[Passage provided — start]
Throughout his life, as he moved around northern Sweden, Fjellner collected and preserved Sámi folktales, joik, and traditions, which became the root of much of his poetry, including the epics "Päiven Pārne (Sons of the Sun) and "Piššan Paššan Pardne" (Son of Pišša and Pašša) and two shorter poems, "Päive Neita" (The Daughter of the Sun) and "Kassa Muödda" (The Thick Fur). Most of these works were collected in a mix of Sámi languages and published originally in Swedish by folklorists Johan Anders Linder in 1849 and Gustaf von Düben in 1873 based on recitations by Fjellner. Photographer Lotten von Düben, Gustaf's wife, also photographed Fjellner in traditional Sámi clothing. In 1874, Finnish linguist Otto Donner visited Fjellner and recorded the poems in Sámi. By 1918, several translations of Fjellner's work had appeared in Swedish, German, English, Finnish, and Hungarian; a second wave of translations into Hungarian, English, and modern Sámi languages began in 1976.
[Passage provided — finish]
[Material supplied — start]
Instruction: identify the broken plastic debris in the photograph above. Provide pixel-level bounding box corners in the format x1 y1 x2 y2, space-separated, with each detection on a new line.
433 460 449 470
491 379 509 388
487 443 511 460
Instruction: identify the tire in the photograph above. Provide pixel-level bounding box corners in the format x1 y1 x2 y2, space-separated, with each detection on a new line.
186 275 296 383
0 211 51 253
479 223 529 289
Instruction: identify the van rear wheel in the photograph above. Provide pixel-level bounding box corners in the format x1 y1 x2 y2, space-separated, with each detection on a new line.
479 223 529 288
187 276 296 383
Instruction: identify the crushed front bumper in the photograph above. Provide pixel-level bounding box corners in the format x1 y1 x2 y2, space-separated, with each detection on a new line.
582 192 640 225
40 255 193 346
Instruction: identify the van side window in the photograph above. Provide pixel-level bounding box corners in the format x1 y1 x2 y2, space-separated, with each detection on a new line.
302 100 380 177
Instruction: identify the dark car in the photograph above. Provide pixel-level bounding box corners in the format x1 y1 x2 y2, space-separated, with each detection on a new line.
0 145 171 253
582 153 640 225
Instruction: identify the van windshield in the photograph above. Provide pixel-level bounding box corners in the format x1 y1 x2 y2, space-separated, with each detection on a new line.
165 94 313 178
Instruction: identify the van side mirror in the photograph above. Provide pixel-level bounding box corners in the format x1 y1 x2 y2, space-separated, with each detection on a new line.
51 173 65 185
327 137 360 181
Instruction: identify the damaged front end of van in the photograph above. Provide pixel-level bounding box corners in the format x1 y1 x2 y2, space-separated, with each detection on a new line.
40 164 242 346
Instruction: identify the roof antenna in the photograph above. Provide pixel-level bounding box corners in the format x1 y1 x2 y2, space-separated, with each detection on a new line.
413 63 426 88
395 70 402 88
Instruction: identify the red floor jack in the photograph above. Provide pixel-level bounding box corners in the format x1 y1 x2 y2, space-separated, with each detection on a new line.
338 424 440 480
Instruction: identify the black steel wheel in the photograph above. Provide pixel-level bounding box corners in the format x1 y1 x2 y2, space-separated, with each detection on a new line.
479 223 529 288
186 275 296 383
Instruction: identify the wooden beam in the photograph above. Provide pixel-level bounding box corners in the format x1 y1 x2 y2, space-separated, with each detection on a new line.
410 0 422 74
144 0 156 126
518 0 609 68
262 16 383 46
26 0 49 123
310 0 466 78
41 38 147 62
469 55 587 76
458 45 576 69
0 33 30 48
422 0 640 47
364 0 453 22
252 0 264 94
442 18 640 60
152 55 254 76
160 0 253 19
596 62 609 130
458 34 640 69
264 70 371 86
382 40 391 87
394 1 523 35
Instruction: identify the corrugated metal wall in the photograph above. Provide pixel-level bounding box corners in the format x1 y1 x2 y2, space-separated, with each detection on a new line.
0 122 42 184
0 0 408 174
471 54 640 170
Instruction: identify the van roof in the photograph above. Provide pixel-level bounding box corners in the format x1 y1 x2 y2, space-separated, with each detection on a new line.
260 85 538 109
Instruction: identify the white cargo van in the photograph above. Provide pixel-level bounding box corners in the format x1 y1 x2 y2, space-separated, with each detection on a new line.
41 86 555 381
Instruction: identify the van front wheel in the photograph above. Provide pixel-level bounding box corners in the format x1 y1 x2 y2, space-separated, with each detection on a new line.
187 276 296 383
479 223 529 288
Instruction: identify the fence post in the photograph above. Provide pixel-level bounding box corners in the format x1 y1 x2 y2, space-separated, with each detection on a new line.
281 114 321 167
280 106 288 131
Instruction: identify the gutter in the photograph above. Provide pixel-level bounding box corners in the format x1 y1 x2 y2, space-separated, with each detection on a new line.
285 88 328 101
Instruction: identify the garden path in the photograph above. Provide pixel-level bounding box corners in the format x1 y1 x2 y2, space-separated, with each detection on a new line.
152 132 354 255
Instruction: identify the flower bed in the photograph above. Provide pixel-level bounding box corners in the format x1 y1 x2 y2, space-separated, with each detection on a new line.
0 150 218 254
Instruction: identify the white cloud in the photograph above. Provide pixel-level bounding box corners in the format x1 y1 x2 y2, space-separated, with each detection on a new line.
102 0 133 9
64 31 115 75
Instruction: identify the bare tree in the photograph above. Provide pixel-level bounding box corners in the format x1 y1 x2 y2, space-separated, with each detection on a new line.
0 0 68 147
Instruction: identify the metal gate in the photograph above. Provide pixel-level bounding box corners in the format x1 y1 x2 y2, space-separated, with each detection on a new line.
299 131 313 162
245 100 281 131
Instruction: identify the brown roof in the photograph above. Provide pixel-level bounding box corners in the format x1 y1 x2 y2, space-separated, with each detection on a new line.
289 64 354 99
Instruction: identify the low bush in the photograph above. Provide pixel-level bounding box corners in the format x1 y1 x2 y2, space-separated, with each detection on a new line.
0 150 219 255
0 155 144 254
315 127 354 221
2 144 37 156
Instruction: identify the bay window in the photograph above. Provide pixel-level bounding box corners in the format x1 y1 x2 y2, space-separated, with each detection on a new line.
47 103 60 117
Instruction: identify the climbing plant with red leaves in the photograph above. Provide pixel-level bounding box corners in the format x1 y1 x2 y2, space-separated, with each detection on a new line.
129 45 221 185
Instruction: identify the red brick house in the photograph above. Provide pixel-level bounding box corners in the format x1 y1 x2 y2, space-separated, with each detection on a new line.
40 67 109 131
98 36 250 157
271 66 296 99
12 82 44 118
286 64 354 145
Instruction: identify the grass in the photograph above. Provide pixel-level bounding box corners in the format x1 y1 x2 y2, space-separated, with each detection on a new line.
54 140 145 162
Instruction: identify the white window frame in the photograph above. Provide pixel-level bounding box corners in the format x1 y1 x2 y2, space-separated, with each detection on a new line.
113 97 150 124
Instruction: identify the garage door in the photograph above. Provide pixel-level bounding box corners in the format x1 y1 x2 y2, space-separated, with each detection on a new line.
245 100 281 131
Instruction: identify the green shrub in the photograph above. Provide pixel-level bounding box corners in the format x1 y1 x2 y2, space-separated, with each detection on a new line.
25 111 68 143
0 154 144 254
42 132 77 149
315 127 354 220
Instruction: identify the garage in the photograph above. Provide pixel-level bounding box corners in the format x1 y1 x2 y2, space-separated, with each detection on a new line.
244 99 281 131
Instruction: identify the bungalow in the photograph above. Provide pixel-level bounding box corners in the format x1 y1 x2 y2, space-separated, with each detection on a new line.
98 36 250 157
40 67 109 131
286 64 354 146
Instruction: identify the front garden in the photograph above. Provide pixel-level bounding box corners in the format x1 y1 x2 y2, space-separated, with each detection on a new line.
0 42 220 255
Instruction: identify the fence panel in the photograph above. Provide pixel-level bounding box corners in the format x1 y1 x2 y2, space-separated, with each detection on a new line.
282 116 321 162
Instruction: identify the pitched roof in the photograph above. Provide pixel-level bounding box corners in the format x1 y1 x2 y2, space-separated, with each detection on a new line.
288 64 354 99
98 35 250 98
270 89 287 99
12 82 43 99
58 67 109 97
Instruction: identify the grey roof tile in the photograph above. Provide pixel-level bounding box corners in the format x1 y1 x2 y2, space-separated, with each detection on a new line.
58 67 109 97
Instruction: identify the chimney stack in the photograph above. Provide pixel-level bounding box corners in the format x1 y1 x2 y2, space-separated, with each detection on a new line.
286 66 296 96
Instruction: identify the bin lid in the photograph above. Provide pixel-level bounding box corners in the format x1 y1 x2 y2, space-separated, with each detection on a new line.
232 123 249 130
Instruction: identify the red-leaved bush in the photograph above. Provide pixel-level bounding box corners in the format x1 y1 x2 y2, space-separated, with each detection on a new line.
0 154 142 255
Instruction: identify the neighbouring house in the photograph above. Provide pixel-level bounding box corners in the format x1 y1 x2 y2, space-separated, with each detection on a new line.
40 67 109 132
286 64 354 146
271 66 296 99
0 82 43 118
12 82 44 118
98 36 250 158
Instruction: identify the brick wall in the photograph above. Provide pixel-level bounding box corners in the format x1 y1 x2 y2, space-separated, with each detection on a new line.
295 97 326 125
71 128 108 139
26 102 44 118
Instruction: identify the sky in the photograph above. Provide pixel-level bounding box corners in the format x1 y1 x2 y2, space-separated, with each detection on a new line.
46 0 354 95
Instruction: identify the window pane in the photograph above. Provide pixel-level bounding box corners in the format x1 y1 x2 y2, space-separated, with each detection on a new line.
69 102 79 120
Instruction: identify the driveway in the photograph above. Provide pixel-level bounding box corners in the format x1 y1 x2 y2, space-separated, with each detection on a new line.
[Material supplied — finish]
◆ **Problems to solve**:
**1)** According to the passage on Fjellner's poetry, who visited Fjellner in 1874 and recorded his poems in Sámi?
**2)** Carry on the passage about Fjellner's poetry from the point where it stops.

◆ **Outputs by task**:
**1)** The Finnish linguist Otto Donner.

**2)**
===Criticism===
In 1906, linguist K.B. Wiklund published Lapparnes Sång og Poesi (The Lapps' Song and Poetry), which argued that Fjellner's epics were more original work than faithful renditions of Sámi oral tradition. Wiklund argued that the verse structure and alliterations used in "Päiven Pārne were heavily influenced by Finnish folk poetry.

In 1938, Sámi journalist Torkel Tomasson answered Wiklund's criticism by celebrating Fjellner for pulling together fragments of traditional stories to create a Sámi national epic. Tomasson said of Fjellner, “If he is not a Sámi Homer, then he is at least a Sámi Snorri Sturluson.

==Personal life==
Fjellner married Christina Päiviö (Päivadtj in the church records) in 1839 in Karesuando. With their marriage, Fjellner acquired a small herd of reindeer. The couple went on to have seven children. Fjellner died in 1876 in Sorsele.